## start LISTED ENTRIES
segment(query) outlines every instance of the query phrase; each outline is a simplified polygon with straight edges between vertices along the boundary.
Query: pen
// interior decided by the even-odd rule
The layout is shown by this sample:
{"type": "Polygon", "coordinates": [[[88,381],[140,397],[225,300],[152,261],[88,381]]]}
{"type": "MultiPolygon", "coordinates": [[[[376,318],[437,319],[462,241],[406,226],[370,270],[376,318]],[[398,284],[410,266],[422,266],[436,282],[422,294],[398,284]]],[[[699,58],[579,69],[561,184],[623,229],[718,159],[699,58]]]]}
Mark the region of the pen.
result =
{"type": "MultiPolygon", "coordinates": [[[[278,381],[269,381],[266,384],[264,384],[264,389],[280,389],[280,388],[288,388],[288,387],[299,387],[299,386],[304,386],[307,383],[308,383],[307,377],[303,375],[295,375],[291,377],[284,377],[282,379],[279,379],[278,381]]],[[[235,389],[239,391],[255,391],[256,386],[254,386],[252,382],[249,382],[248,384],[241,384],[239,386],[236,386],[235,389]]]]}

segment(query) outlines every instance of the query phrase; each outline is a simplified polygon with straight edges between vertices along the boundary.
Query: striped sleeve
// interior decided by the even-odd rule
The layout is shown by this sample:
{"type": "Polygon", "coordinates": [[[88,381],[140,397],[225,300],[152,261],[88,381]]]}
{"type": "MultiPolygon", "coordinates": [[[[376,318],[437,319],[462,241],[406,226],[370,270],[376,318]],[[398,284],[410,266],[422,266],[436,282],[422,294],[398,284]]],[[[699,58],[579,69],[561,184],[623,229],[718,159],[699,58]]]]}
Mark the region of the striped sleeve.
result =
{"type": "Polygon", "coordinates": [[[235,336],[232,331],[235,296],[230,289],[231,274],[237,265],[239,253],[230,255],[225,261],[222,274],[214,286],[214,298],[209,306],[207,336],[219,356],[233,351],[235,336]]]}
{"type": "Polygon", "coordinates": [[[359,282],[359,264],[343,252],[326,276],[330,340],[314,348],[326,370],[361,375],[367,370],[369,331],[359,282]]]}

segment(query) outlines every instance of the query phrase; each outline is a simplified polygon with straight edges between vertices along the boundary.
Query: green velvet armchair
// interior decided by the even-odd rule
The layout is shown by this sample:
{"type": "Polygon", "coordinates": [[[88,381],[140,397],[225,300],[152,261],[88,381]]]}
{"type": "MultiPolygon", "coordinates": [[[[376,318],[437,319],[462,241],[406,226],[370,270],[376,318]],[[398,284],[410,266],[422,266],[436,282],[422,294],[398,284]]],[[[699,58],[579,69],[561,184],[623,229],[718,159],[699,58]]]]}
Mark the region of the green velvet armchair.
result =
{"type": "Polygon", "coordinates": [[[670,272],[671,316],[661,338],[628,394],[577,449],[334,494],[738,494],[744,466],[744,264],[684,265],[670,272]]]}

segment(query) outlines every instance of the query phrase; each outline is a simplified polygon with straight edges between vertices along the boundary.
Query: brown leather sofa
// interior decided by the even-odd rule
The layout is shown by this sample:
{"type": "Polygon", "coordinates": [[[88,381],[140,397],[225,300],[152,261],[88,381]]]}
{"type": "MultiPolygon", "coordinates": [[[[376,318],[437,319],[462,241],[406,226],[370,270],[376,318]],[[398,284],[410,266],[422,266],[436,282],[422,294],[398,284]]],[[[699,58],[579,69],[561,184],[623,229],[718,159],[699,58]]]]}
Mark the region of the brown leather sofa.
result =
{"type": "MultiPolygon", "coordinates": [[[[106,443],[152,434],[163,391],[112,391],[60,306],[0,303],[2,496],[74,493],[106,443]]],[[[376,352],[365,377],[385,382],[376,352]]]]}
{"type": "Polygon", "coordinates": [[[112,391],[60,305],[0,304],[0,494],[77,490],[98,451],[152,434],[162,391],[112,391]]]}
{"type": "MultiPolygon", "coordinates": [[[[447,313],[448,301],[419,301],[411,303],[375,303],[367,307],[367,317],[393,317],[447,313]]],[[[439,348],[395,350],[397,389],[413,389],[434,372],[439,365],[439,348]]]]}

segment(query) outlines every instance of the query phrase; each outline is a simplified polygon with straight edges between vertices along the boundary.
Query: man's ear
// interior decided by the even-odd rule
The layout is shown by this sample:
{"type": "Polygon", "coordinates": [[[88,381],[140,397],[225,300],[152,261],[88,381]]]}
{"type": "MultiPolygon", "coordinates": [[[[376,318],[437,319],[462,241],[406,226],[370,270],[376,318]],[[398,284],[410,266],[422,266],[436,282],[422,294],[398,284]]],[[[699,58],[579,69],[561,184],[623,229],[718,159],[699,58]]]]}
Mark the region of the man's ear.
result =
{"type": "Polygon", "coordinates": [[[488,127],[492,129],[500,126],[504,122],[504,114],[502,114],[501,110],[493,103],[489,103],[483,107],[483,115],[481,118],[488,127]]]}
## end LISTED ENTRIES
→ **TASK OBJECTIVE**
Restate the data above word for word.

→ **REPLY**
segment(query) outlines every instance of the query phrase; each outline is a simplified polygon with straight edges between vertices along the boundary.
Query: pen
// interior decided by the even-odd rule
The layout is shown by this sample:
{"type": "Polygon", "coordinates": [[[88,381],[140,397],[225,300],[152,261],[88,381]]]}
{"type": "MultiPolygon", "coordinates": [[[[376,318],[437,319],[462,241],[406,226],[370,270],[376,318]],[[398,284],[410,266],[422,266],[436,282],[422,294],[398,284]]],[[[699,58],[579,69],[561,184],[623,229],[718,159],[699,58]]]]}
Mark the region of the pen.
result =
{"type": "MultiPolygon", "coordinates": [[[[278,381],[269,381],[266,384],[264,384],[264,389],[280,389],[280,388],[288,388],[288,387],[299,387],[299,386],[304,386],[307,383],[308,383],[307,377],[303,375],[295,375],[291,377],[284,377],[282,379],[279,379],[278,381]]],[[[235,389],[239,391],[255,391],[256,386],[254,386],[252,382],[249,382],[248,384],[241,384],[239,386],[236,386],[235,389]]]]}

segment(query) outlines every instance of the query phrase; each outline is a simplified polygon with straight edges between vertices along the boundary.
Query: striped sleeve
// interior decided by the even-odd rule
The layout is shown by this sample:
{"type": "Polygon", "coordinates": [[[88,381],[140,397],[225,300],[152,261],[88,381]]]}
{"type": "MultiPolygon", "coordinates": [[[[376,318],[437,319],[462,241],[406,226],[370,270],[376,318]],[[398,284],[410,266],[422,266],[436,282],[422,294],[398,284]]],[[[699,58],[579,69],[561,184],[623,229],[718,159],[699,58]]]]}
Mark the region of the striped sleeve.
result =
{"type": "Polygon", "coordinates": [[[235,336],[232,331],[235,296],[230,289],[231,274],[237,265],[239,253],[230,255],[225,261],[222,274],[214,286],[214,298],[209,306],[207,336],[219,356],[233,351],[235,336]]]}
{"type": "Polygon", "coordinates": [[[359,282],[359,264],[343,252],[326,276],[330,340],[314,348],[326,370],[361,375],[367,370],[369,331],[359,282]]]}

segment(query) outlines every instance of the query phrase; each outline is a simplified polygon with straight edges between vertices along the boundary.
Query: green velvet armchair
// interior decided by the even-odd rule
The layout is shown by this sample:
{"type": "Polygon", "coordinates": [[[88,381],[140,397],[225,300],[152,261],[88,381]]]}
{"type": "MultiPolygon", "coordinates": [[[[376,318],[437,319],[462,241],[406,226],[370,270],[376,318]],[[398,284],[410,266],[422,266],[436,282],[422,294],[398,284]]],[[[699,58],[579,69],[561,184],[623,229],[718,159],[699,58]]]]}
Mark the region of the green velvet armchair.
result =
{"type": "Polygon", "coordinates": [[[670,272],[671,316],[661,338],[628,394],[577,449],[334,494],[738,494],[744,466],[744,264],[684,265],[670,272]]]}

segment(query) outlines every instance of the query phrase; each outline is a simplified polygon with straight edges between vertices along the boundary.
Query: brown leather sofa
// interior decided by the even-odd rule
The layout is shown by this sample:
{"type": "Polygon", "coordinates": [[[88,381],[140,397],[225,300],[152,261],[88,381]]]}
{"type": "MultiPolygon", "coordinates": [[[[376,318],[437,319],[462,241],[406,226],[370,270],[376,318]],[[398,284],[410,266],[422,266],[436,282],[422,294],[398,284]]],[[[699,58],[579,69],[561,184],[623,229],[718,159],[699,58]]]]}
Mark the region of the brown leather sofa.
result =
{"type": "MultiPolygon", "coordinates": [[[[106,443],[152,434],[163,391],[112,391],[60,306],[0,303],[2,496],[74,493],[106,443]]],[[[376,352],[365,377],[385,382],[376,352]]]]}
{"type": "Polygon", "coordinates": [[[112,391],[60,305],[0,304],[0,494],[77,490],[98,451],[152,434],[162,391],[112,391]]]}
{"type": "MultiPolygon", "coordinates": [[[[447,313],[448,301],[419,301],[411,303],[375,303],[367,307],[367,317],[393,317],[447,313]]],[[[439,348],[395,350],[397,389],[413,389],[434,372],[439,365],[439,348]]]]}

segment(query) outlines every instance of the query phrase; each outline is a simplified polygon with straight edges between vertices along the boundary.
Query: man's ear
// interior decided by the even-odd rule
The layout is shown by this sample:
{"type": "Polygon", "coordinates": [[[88,381],[140,397],[225,300],[152,261],[88,381]]]}
{"type": "MultiPolygon", "coordinates": [[[[376,318],[437,319],[462,241],[406,226],[370,270],[376,318]],[[398,284],[410,266],[422,266],[436,282],[422,294],[398,284]]],[[[699,58],[579,69],[561,184],[623,229],[718,159],[699,58]]]]}
Mark the region of the man's ear.
result =
{"type": "Polygon", "coordinates": [[[488,127],[492,129],[500,126],[504,122],[504,114],[502,114],[501,110],[493,103],[489,103],[483,107],[483,115],[481,118],[488,127]]]}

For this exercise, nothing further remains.